→ Requirements: Print exactly the lines from the line with "the person wearing sun" to the last line of the data, please, both included.

(Point labeling dataset excerpts)
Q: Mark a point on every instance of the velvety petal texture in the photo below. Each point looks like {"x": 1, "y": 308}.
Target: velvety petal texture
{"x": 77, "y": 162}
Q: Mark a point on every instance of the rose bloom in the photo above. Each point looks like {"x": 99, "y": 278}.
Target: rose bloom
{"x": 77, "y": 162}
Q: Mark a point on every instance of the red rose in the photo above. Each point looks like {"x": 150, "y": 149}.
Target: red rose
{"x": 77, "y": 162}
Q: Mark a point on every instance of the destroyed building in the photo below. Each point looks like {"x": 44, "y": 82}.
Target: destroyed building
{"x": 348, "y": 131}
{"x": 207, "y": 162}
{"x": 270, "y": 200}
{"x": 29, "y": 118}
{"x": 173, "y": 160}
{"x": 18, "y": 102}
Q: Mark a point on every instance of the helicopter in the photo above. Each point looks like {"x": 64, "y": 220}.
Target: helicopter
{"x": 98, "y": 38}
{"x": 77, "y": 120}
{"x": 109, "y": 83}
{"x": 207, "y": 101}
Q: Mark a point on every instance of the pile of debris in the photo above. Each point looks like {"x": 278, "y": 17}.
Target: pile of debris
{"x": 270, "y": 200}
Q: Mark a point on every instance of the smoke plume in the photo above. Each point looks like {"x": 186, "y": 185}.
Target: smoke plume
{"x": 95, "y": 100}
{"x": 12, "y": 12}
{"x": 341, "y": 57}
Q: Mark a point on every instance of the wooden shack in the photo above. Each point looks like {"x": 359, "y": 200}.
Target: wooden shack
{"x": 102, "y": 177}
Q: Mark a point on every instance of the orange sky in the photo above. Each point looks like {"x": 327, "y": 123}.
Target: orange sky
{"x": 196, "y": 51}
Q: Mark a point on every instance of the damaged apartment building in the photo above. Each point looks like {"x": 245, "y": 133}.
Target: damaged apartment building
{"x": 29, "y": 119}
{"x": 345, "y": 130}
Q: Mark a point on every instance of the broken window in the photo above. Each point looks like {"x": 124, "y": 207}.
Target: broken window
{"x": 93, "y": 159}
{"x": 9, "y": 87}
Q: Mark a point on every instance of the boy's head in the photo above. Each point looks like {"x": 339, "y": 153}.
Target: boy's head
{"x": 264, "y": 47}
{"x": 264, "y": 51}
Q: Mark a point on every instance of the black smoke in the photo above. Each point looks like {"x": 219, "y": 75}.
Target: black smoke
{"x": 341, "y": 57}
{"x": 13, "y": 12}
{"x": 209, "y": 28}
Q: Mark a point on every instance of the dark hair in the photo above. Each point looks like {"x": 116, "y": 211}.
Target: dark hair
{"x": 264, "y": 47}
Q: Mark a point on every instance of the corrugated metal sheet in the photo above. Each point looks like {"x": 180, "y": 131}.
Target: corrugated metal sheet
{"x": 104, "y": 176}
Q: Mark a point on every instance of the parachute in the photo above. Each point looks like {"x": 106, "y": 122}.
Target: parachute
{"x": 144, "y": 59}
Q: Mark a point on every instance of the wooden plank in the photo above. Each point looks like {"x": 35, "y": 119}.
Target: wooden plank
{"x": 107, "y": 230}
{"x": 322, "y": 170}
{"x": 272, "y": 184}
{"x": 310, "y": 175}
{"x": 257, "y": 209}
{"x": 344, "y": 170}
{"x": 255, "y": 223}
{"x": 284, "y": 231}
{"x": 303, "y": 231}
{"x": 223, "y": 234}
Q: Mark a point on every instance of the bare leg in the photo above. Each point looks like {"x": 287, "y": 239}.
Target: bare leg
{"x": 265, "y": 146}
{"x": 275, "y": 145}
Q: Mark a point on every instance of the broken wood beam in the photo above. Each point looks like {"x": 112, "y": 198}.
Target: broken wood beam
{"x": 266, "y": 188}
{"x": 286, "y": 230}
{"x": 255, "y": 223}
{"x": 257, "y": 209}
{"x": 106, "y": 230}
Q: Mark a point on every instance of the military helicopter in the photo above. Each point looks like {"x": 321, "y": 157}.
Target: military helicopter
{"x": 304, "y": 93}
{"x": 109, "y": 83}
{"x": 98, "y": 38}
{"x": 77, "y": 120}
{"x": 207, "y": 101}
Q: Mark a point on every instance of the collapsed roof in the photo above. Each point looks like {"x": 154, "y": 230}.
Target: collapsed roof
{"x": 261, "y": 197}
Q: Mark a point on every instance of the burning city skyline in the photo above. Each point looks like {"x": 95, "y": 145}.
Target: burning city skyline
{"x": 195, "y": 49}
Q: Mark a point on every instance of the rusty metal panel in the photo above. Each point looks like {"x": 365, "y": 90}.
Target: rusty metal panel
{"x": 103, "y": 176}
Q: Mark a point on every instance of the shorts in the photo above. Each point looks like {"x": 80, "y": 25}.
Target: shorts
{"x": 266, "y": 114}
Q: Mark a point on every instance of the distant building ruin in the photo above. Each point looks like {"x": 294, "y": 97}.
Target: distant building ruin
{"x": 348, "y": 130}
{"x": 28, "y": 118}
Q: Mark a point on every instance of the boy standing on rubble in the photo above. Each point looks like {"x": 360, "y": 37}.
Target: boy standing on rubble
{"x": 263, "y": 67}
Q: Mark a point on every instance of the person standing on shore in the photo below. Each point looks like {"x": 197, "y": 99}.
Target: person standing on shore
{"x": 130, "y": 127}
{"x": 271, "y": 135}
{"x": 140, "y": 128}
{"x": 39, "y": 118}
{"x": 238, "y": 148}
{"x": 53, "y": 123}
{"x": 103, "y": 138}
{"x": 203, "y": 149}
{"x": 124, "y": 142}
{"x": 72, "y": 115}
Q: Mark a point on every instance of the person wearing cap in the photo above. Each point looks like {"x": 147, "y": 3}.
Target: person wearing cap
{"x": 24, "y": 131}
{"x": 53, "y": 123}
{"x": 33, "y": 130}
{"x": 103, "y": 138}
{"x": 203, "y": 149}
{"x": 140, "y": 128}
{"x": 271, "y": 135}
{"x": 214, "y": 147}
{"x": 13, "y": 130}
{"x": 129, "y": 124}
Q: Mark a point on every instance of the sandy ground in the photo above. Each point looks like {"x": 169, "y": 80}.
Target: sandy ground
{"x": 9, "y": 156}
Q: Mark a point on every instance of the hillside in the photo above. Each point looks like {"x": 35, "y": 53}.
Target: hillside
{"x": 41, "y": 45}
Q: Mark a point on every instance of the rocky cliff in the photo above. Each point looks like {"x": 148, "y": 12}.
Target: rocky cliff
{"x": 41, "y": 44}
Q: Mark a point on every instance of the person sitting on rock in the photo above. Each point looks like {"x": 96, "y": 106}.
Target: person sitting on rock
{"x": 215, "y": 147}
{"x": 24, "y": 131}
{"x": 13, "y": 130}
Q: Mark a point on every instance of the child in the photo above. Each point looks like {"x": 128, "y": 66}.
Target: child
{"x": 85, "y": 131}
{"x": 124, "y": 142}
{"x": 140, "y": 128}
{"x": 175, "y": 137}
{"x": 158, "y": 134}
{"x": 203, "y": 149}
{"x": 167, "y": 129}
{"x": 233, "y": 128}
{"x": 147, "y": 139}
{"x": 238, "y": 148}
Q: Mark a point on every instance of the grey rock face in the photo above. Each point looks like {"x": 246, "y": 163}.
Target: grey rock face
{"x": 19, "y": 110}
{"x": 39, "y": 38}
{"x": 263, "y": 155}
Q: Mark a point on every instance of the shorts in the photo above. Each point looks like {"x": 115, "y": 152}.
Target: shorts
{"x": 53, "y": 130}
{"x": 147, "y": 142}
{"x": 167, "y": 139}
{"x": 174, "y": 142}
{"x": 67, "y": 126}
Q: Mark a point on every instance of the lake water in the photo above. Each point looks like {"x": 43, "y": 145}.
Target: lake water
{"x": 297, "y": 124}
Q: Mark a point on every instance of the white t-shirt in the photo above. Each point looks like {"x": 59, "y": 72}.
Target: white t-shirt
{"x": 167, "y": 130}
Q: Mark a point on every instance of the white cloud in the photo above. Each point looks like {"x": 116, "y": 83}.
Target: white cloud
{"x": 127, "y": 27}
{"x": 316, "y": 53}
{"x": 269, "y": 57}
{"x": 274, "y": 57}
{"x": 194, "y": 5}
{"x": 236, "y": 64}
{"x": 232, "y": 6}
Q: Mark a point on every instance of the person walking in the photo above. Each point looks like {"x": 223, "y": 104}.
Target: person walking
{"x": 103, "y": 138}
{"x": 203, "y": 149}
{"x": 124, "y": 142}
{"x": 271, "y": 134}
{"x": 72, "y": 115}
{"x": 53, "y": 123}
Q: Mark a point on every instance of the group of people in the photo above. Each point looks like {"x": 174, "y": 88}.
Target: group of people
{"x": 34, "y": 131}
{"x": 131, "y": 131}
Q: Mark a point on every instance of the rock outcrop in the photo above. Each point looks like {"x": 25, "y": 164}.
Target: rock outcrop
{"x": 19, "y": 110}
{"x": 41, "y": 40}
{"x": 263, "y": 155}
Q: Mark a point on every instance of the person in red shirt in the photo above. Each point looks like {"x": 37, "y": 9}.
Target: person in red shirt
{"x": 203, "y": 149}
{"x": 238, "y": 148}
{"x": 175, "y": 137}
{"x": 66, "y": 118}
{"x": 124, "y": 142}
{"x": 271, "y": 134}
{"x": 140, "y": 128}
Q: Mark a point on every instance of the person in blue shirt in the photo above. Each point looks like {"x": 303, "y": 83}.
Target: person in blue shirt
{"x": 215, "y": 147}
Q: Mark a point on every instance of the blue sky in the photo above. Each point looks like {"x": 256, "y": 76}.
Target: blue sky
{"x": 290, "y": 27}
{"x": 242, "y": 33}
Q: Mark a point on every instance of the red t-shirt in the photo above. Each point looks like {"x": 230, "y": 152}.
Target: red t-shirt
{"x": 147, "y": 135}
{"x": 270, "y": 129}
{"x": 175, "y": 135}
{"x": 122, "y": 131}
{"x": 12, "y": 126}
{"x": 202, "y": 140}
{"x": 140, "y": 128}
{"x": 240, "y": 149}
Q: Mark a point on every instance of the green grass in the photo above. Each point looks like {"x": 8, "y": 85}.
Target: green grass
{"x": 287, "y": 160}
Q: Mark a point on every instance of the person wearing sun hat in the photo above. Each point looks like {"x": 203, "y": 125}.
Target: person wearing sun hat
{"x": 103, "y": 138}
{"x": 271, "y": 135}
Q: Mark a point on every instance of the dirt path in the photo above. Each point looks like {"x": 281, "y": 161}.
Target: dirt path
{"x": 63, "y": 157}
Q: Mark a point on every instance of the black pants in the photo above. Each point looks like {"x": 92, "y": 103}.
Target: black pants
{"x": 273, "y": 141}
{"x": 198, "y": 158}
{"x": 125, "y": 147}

→ Exercise response:
Q: Mark a point on every instance of the person wearing sun hat in the photo above. Each point looks like {"x": 203, "y": 125}.
Target: person wearing sun hat
{"x": 103, "y": 138}
{"x": 271, "y": 135}
Q: Mark a point on every instance of the dirt path in the photo above. Each point looks like {"x": 281, "y": 161}.
Target: dirt path
{"x": 63, "y": 157}
Q: Mark a point on every instance of the black pants in the photo above. Each point looks like {"x": 92, "y": 103}.
Target: black pants
{"x": 273, "y": 141}
{"x": 198, "y": 158}
{"x": 125, "y": 147}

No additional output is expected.